## Exercises to complete
**A.** In the forum thread on home practice, what should be written on each side of the index cards that Rob_Broad suggests?
**B.** Supply the next part of the forum thread on home practice, picking up from the point where it stops.

## Text
════════

# How Do  You Practice?



## Kirk (Jan 12, 2002)

During training today, we came up with HOW to train at home,
to enhance what you've been taught, instead of messing it
up! LOL   One senior belt said, "do it 1000 times slow before
you do it one time fast".  Now I'm a yellow belt.  I study the
orange belt techniques that I've been taught so far, plus forms,
sets, etc, and I try to make sure I cover the yellow techniques
as well.  Maybe not all in one day, but enough I think so that I
won't forget them in the future.  So should I still do the yellow
belt techniques slowly?  What's a good pace?  

I am sooooooo into Kenpo, if I'm not doing it, I'm thinking/reading/
posting/ about it.  Doing it is the MOST fun, but practicing outside
of school is a pain in the keyster!  I'm not sure what I do/practice
at home is actually helping me or not.


Kirk


----------



## shine (Jan 12, 2002)

I've always preferred working on my physical attributes outside of class.  For instance I run and play sports for endurance, lift weights for strength.

I also do a bit of footwork drills along with shadow boxing.  Hitting the bag is good for developing stamina in throwing punches.  You can slow down the bag-hitting and thinking about form.  You can back away from the bag and think about covering the distance with good form with say a jab, backfist or a kick.


----------



## vincefuess (Jan 12, 2002)

:asian: I also tend to train attributes outside of class, but usually more in the form of polishing strikes on the heavy bag or headache bag.  When I was training for my BB test, it was not unusual to throw 1000 kicks a day and who knows how many punches.  The techniques are only as good as you can strike effectively.


----------



## Rob_Broad (Jan 13, 2002)

I try to do a different facet each time I work out.  some days I will do the entire belt level.  Another day I will do just techniques against a certain attack i.e.  Right punch.  Other times I will do the complete series of sets, or all the forms.  

Another great trick is to take the names of each technique you have learn and put them on 3 x 5 index cards.  On oneside put the name of the technique, on the other put what the attack is.  Shuffle the cards and then draw them.  Do what the card says.  If you can do it instantly with out having to find out the at attack is put the card in a new pile.  If you needed to see what the attack was, reshuffle it into the pile.  Each thime you learn a new technique add it to your deck.  You will have a great time getting better at your techniques.

Another technique I like is to to do my sets forward and then backwards.  Once you can do this without thinking you will be able to your sets very competently.


----------



## GouRonin (Jan 14, 2002)

I train in my underwear.


----------



## Rob_Broad (Jan 14, 2002)

════════

[Location annotation dataset excerpts]
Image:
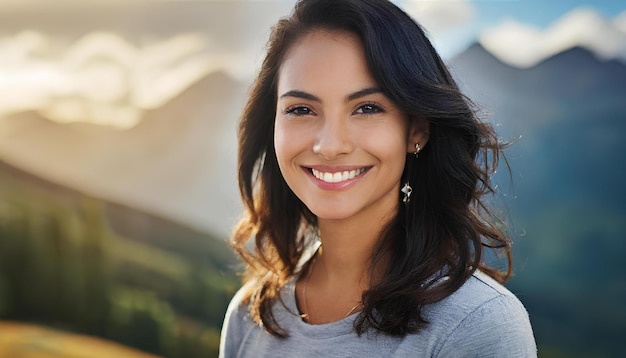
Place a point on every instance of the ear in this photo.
(419, 133)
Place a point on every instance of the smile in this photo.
(337, 177)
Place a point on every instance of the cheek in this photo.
(287, 143)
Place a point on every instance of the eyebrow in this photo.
(351, 97)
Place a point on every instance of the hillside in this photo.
(565, 198)
(73, 262)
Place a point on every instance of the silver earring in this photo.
(406, 190)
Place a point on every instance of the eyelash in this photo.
(297, 109)
(375, 108)
(293, 110)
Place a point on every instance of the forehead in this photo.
(324, 55)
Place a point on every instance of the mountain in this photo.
(178, 163)
(565, 198)
(570, 113)
(524, 45)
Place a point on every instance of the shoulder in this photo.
(237, 323)
(482, 319)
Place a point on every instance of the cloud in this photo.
(102, 78)
(524, 46)
(440, 16)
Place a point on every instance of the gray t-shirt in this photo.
(480, 319)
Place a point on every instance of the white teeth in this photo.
(338, 176)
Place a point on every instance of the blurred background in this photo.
(118, 165)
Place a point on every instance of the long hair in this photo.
(438, 240)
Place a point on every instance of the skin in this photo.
(332, 118)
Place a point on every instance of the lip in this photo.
(341, 185)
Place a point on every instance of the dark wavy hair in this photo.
(445, 229)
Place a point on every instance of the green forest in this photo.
(79, 264)
(62, 265)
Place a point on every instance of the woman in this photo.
(363, 172)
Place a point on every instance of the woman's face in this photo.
(341, 143)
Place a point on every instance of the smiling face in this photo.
(341, 144)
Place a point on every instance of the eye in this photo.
(299, 110)
(369, 108)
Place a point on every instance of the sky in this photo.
(91, 60)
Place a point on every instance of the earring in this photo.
(406, 190)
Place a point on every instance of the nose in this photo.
(333, 139)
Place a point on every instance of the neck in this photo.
(346, 251)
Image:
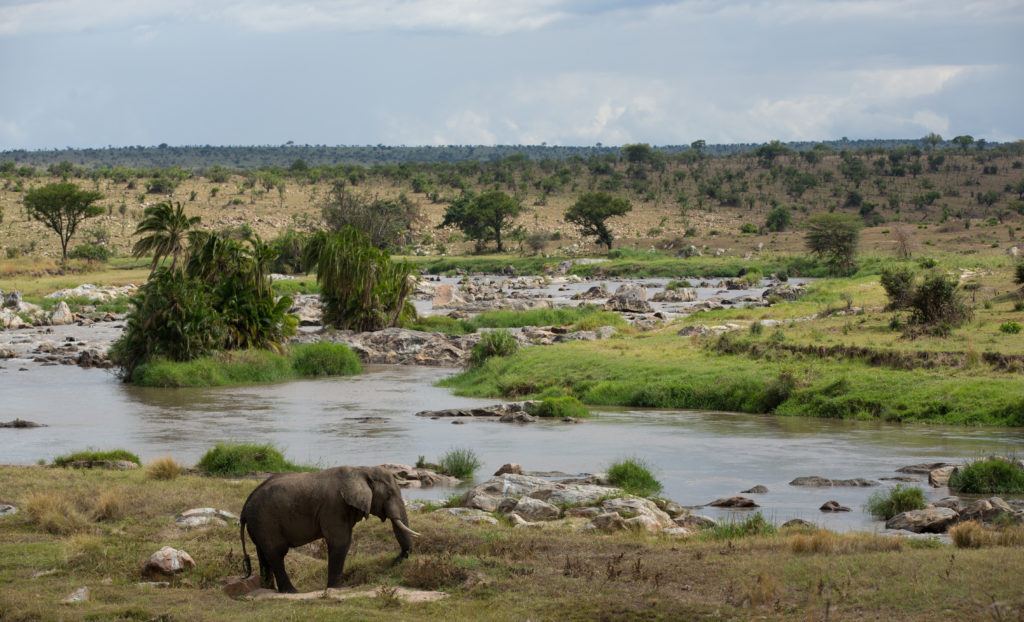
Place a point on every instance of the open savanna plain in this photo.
(95, 529)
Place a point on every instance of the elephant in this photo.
(292, 509)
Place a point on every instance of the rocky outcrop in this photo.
(928, 521)
(819, 482)
(629, 298)
(166, 563)
(204, 516)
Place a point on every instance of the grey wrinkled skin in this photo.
(291, 509)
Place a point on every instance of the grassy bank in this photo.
(488, 572)
(251, 367)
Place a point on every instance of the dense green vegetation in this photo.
(245, 459)
(987, 477)
(634, 475)
(91, 455)
(250, 367)
(886, 504)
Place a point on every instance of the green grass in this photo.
(586, 317)
(988, 477)
(245, 459)
(634, 477)
(755, 525)
(311, 360)
(91, 455)
(250, 367)
(886, 504)
(460, 463)
(493, 344)
(565, 406)
(667, 371)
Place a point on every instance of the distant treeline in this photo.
(262, 157)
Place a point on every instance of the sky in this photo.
(97, 73)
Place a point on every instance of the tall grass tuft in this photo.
(90, 455)
(460, 463)
(163, 468)
(312, 360)
(886, 504)
(990, 475)
(634, 475)
(245, 459)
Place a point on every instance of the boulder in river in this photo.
(930, 521)
(819, 482)
(736, 502)
(631, 298)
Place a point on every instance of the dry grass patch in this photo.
(974, 535)
(163, 468)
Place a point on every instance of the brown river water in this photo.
(369, 419)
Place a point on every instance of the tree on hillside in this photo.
(482, 217)
(591, 213)
(388, 222)
(834, 238)
(61, 207)
(165, 229)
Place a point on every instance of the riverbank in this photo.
(482, 571)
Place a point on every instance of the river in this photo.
(369, 419)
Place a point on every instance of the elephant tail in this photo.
(247, 564)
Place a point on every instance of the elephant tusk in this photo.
(401, 526)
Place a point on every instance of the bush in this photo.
(90, 252)
(755, 525)
(311, 360)
(634, 477)
(493, 343)
(991, 475)
(898, 283)
(89, 455)
(885, 505)
(936, 301)
(245, 459)
(460, 463)
(1011, 328)
(566, 406)
(163, 468)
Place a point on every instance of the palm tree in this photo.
(166, 227)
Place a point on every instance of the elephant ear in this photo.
(357, 493)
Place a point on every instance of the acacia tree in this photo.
(482, 217)
(834, 238)
(61, 207)
(591, 213)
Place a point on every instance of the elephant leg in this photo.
(337, 550)
(265, 578)
(276, 564)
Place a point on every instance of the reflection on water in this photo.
(369, 420)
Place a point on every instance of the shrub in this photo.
(460, 463)
(566, 406)
(245, 459)
(990, 475)
(936, 301)
(1011, 328)
(310, 360)
(898, 284)
(361, 288)
(885, 505)
(90, 455)
(163, 468)
(493, 343)
(634, 477)
(755, 525)
(90, 252)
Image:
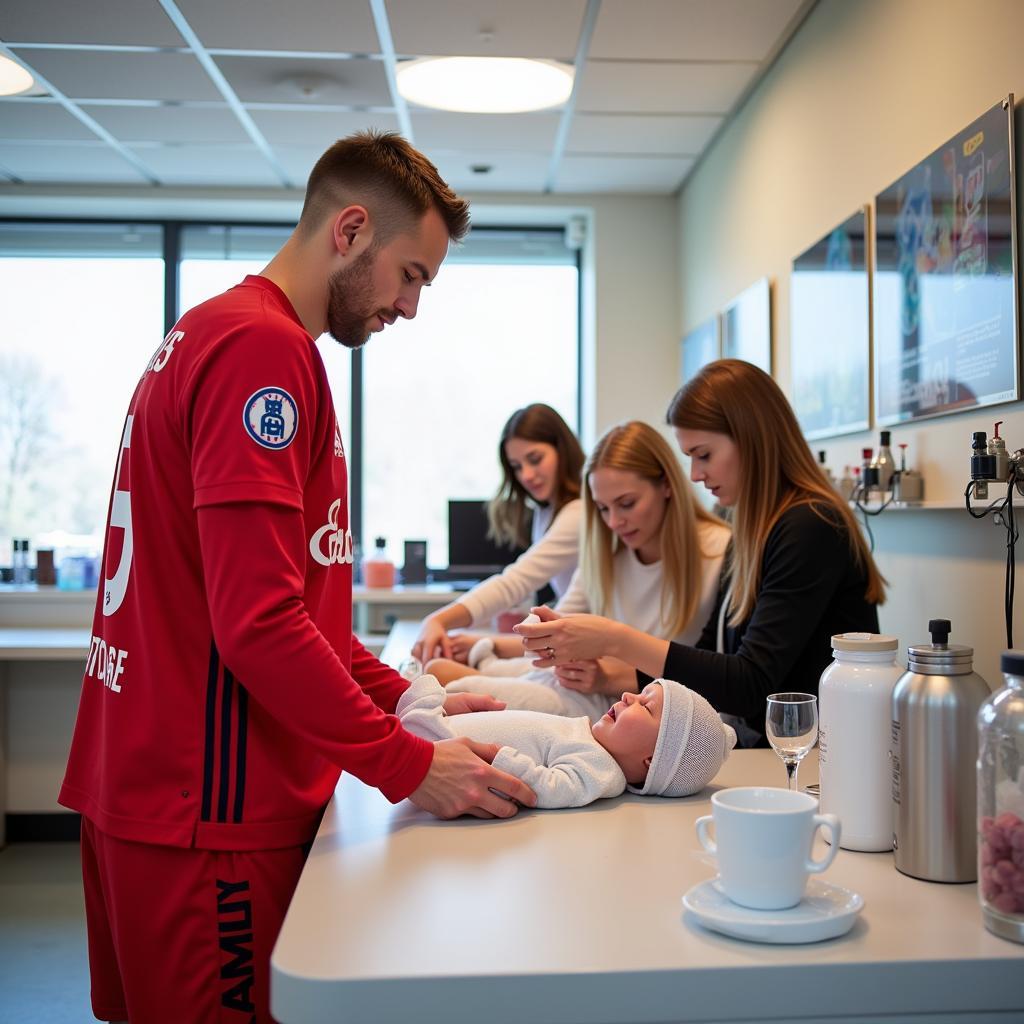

════════

## Task-by-task outputs
**A.** The name of the technique goes on one side, and the attack it answers goes on the other.

**B.**
My eyes, My eyes, I want to remove my eyes.  Thanks for the mental picture Gou.  Iwon't need any diet pills for a week now cause I won't be able to eat for a week.


----------



## vincefuess (Jan 14, 2002)

Gou, you don't wear a speedo or a g-string do you???  I agree Rob, lunch is a-rumblin....


----------



## bscastro (Jan 14, 2002)

I've been thinking about this myself lately (training at home.) 

I do a lot of footwork, shadow boxing, and bag work...I also might train a specific combination on the bag or in the air over and over. I also do stick and knife work at home...sometimes I use padded sticks against the heavy bag to practice flowing and have a reference to strike against.

Bryan


----------



## Rob_Broad (Jan 14, 2002)

Bag training is a great thing to do, you don't need anyone there to help you.  You do so much for yourself by pounding a bag for a while, it can be such a great cardio work out.  I love doing my Self Defense Techniques on my B.O.B.


----------



## John_Boy (Jan 15, 2002)

Hey Kirk,

One thing I like to use is the UltraMan dummy from the IKCA.  You can buy one ready built or you can make your own very reasonably from the plans on the KarateConnection.com website (it is in the archived newsletters section).  I have used both and they are fabulous training tools.  If you have any questions feel free to send me an email.

John


----------



## Kirk (Jan 15, 2002)

The reason I asked is that I have no problem making it to class,
but I'm having trouble finding the time outside of class in order
to train.  It sucks!


----------



## John_Boy (Jan 15, 2002)

> _Originally posted by Kirk _
> *The reason I asked is that I have no problem making it to class,
> but I'm having trouble finding the time outside of class in order
> to train.  It sucks! *



I understand my friend!  I have the same problem.

What I try to do is take what I can and do it when I can....helpful huh!?  Sorry, I will try to explain it better.  I was taught to make certain drills into "tv drills"  meaning...some things you need to build up muscle memory for.  Take a motion and watch tv (or whatever else you are doing) while practicing the motion.  I use/used this concept most when working on knife drills, footwork drills, straight blast conditioning, etc.  You get the point.  Take the concept and make it work for you.  You don't necessarily need to be at your school in a uniform sweating to be learning and advancing in your art.

People who see you will think you're a bit nuts, but it is fun none the less!


----------



## arnisador (Jan 15, 2002)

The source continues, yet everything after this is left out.